- [Problem description]:
Copy out all of the data below exactly, so that no word differs from the original.
━━━━━━━━━━━━━━━━━━━━
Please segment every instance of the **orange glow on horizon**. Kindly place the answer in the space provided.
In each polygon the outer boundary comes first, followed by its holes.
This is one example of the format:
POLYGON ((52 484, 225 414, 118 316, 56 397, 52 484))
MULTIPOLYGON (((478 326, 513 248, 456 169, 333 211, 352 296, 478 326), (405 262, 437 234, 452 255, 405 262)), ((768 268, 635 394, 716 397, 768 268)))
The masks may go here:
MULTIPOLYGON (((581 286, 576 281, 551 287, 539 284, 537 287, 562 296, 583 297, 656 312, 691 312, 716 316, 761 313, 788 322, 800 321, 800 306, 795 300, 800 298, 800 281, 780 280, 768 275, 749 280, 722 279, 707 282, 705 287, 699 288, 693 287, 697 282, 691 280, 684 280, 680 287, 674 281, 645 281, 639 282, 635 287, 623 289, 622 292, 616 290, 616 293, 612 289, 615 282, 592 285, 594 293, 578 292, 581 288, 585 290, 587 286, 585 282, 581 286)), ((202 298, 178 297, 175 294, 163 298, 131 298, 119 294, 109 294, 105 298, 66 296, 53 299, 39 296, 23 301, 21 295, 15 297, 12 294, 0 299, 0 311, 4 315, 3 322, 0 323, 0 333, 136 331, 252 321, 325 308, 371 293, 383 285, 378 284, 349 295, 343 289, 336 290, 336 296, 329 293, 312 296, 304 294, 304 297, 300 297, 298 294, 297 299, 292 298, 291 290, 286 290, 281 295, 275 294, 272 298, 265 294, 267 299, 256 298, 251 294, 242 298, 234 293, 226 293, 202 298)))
━━━━━━━━━━━━━━━━━━━━
- [Answer section]:
Please segment every instance of the **orange glow on horizon**. Kindly place the answer in the space provided.
In each polygon the outer boundary comes first, followed by its holes.
This is one example of the format:
POLYGON ((52 484, 225 414, 118 316, 56 397, 52 484))
MULTIPOLYGON (((478 326, 513 248, 456 169, 333 211, 352 296, 478 326), (405 262, 437 234, 452 255, 405 262)), ((768 268, 635 394, 716 397, 768 268)))
The masks may go here:
MULTIPOLYGON (((581 286, 576 281, 551 287, 539 284, 537 287, 562 296, 583 297, 656 312, 691 312, 716 316, 761 313, 788 322, 800 321, 800 306, 795 300, 800 298, 800 281, 780 280, 768 275, 749 280, 722 279, 707 282, 705 287, 699 288, 693 287, 697 282, 691 280, 684 280, 680 287, 674 281, 645 281, 639 282, 635 287, 623 289, 622 292, 616 290, 616 293, 612 289, 615 282, 592 285, 594 293, 578 292, 581 288, 585 290, 587 286, 585 282, 581 286)), ((202 298, 178 297, 175 294, 163 298, 131 298, 119 294, 109 294, 105 298, 66 296, 53 299, 39 296, 23 301, 21 295, 15 297, 12 294, 0 299, 0 311, 4 315, 3 322, 0 323, 0 333, 136 331, 252 321, 325 308, 371 293, 383 285, 378 284, 349 295, 343 289, 336 290, 336 296, 329 293, 312 296, 304 294, 304 297, 300 297, 298 294, 297 299, 292 298, 291 290, 286 290, 281 295, 275 294, 272 298, 265 294, 267 299, 256 298, 251 294, 242 298, 234 293, 226 293, 202 298)))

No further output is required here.